## Seçilmiş metin

============

'Zirve Davasında Savcıların Değişmesi Handikap'

Malatya’da Zirve Yayınevi cinayetlerine ilişkin davanın müdahil avukatlarından Orhan Kemal Cengiz, duruşma savcısı Şeref Gürkan ile soruşturma savcısı İsmail Aksoy’un değişmesinin dava için handikap oluşturduğunu söyledi.

Zirve Yayınevi davasındaki değişiklik 3. Yargı Paketi'nin yasalaşmasıyla Malatya Adliyesi’nde ağır ceza mahkemesi 4’e çıkarıldı. Daha önce CMK 250. maddeyle görevli olan 3. Ağır Ceza Mahkemesi normal mahkeme statüsüne alınırken, yeni kurulan 4. Ağır Ceza Mahkemesi Terörle Mücadele Kanunu 10. maddesiyle görevlendirildi. 5 yıldır 3. Ağır Ceza Mahkemesi’nde görülen Zirve Yayınevi cinayetleri davasının yargılaması aynı mahkemesinde görülmeye devam etti. Buna karşın 3. Yargı Paketi düzenlemesi öncesi cinayetleri soruşturan TMK 10. maddesiyle görevli savcılar Şeref Gürkan ve İsmail Aksoy, paketin yasalaşmasının ardından dosyaya görevlendirilmedi. Davanın 40. duruşmasında duruşmaya normal savcı statüsündeki Zafer Hazar katıldı.

============

## Çıkarılan bilgiler
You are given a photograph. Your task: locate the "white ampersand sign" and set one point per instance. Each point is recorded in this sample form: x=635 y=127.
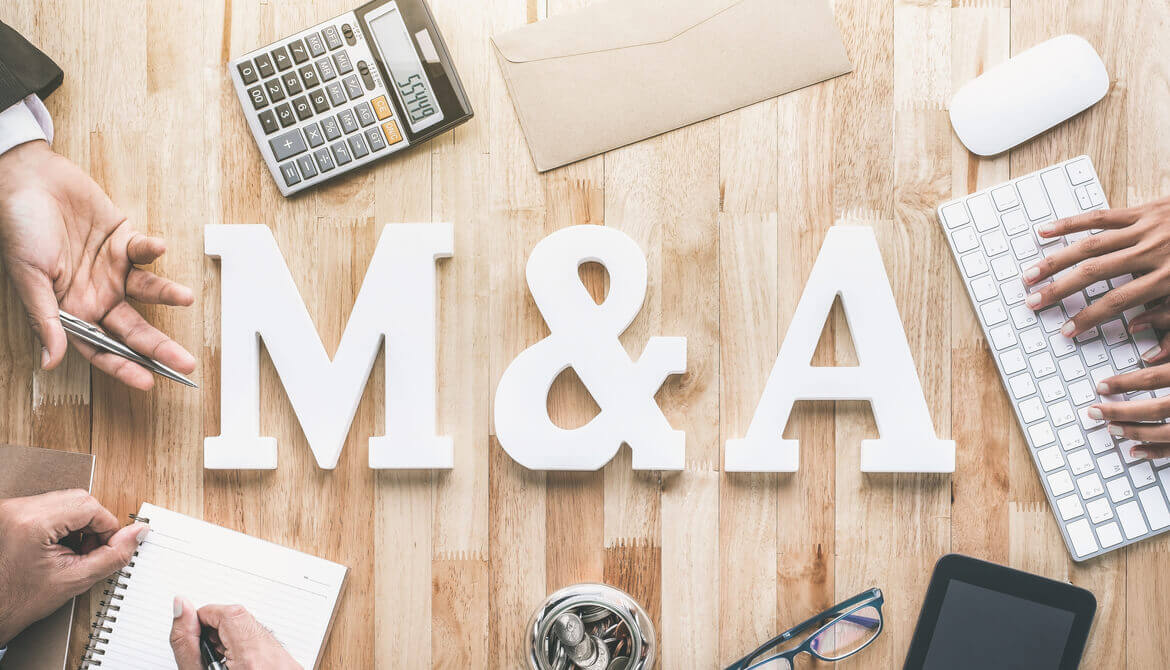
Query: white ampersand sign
x=584 y=336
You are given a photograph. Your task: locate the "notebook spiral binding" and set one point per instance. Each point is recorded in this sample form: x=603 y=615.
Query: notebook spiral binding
x=108 y=613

============

## Aşağıdakileri tamamlayın
• a. Zirve davasıyla ilgili metne göre (i), (ii) ve (iii) numaralı ifadelerin her biri metinle uyuşuyor mu? Her biri için evet ya da hayır deyin ve kararı belirleyen sözleri metinden aynen alıntılayın.
(i) Yeni kurulan 4. Ağır Ceza Mahkemesi, Terörle Mücadele Kanunu 10. maddesiyle görevlendirildi.
(ii) Davanın 40. duruşmasına savcı Şeref Gürkan katıldı.
(iii) 3. Yargı Paketi'nin yasalaşmasıyla Malatya Adliyesi'ndeki ağır ceza mahkemesi sayısı 4'e çıkarıldı.
• b. Zirve davasıyla ilgili metni kaldığı yerden alıp sürdürün.
Bu işler öğeler olmadan da yapılabilir.

## Çözümlü alıştırmalar
• a.
(i) Evet: "yeni kurulan 4. Ağır Ceza Mahkemesi Terörle Mücadele Kanunu 10. maddesiyle görevlendirildi"
(ii) Hayır: "Davanın 40. duruşmasında duruşmaya normal savcı statüsündeki Zafer Hazar katıldı."
(iii) Evet: "3. Yargı Paketi'nin yasalaşmasıyla Malatya Adliyesi’nde ağır ceza mahkemesi 4’e çıkarıldı"

• b.
Bununla birlikte mahkemede 5 yıldır görevli olan iki üye hakim de değişti. Mahkeme Başkanı Hayrettin Kısa görevde kalırken mahkemeye Osman Kandemir ve Hüseyin Turan yerine Ünal Öztürk ve Bülent Coşkun atandı. Darbe soruşturmaları olarak bilinen Ergenekon, Balyoz gibi davalarda 3. Yargı Paketi çerçevesinde ‘Devam eden soruşturmalar etkilenmeyecek’ ilkesine uyulurken Zirve Yayınevi Davası’nda iki hakim ve iki savcının değiştirilmesi soruşturma için handikap olarak değerlendirildi. Davanın müdahil avukatlarından Orhan Kemal Cengiz, soruşturmayı yapan savcıların görevden alınmasının dava için handikap oluşturduğunu belirtti.

1.5 yıl boyunca dosya üzerinde çalışan savcıların değiştirilmesinin yanlış olduğunu vurgulayan Cengiz, “Umut ediyoruz ki davanın ilerleyen aşamasında bu onarılabilir, savcı tekrar göreve iade edilebilir.” dedi.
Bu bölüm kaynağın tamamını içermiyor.